Material for this exercise:
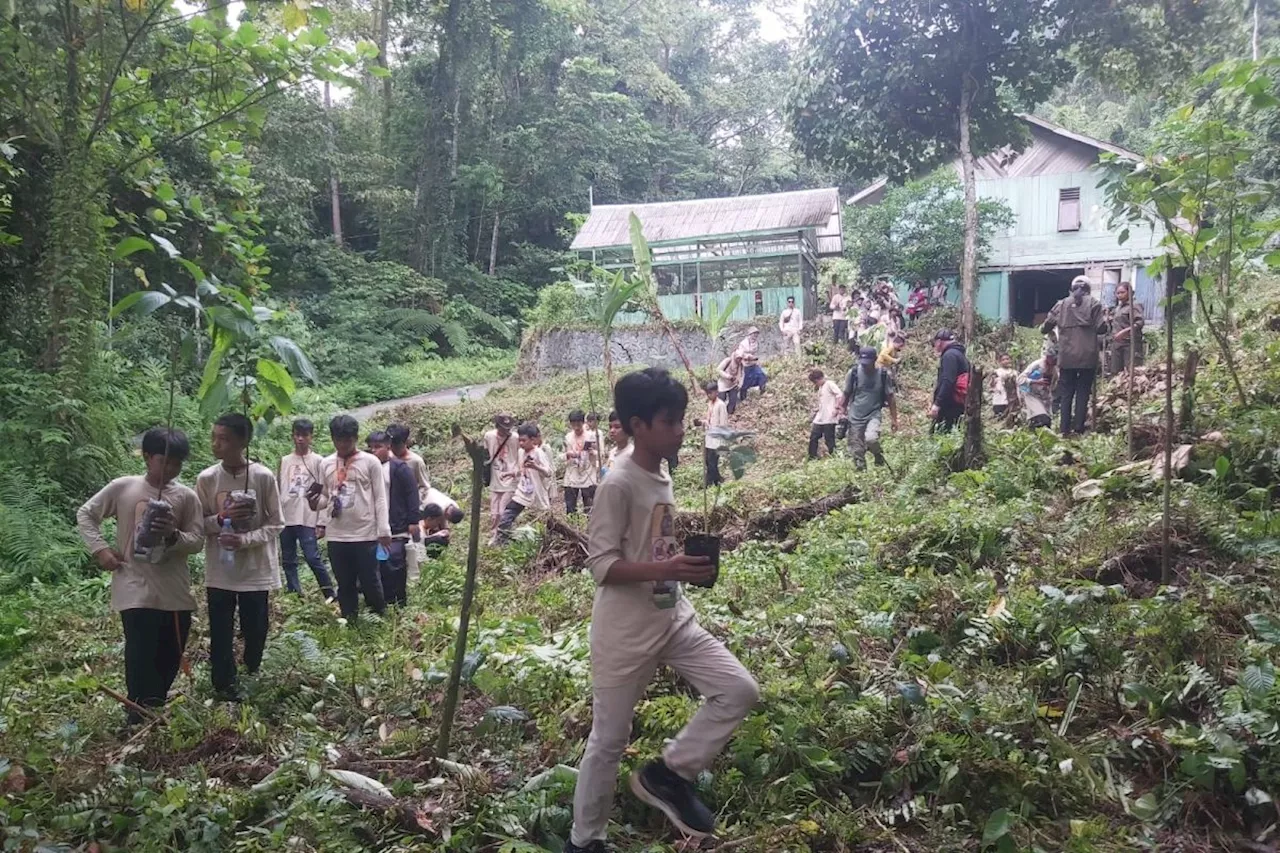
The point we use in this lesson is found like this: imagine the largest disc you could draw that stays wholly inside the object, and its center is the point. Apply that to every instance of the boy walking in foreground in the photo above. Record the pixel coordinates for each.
(828, 413)
(353, 516)
(150, 579)
(242, 518)
(641, 620)
(300, 477)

Task item: Repeat the data above word for word, without pictures.

Reply to the exercise:
The point we use in this lesson is found like this: imagine the largest disc you could draw that stays wholly inside the object, and its center is the point. Apply that to every instance of the boy walking in foreground in the photo above. Record the pixel coordinates for each.
(828, 413)
(353, 516)
(150, 579)
(242, 518)
(641, 620)
(300, 477)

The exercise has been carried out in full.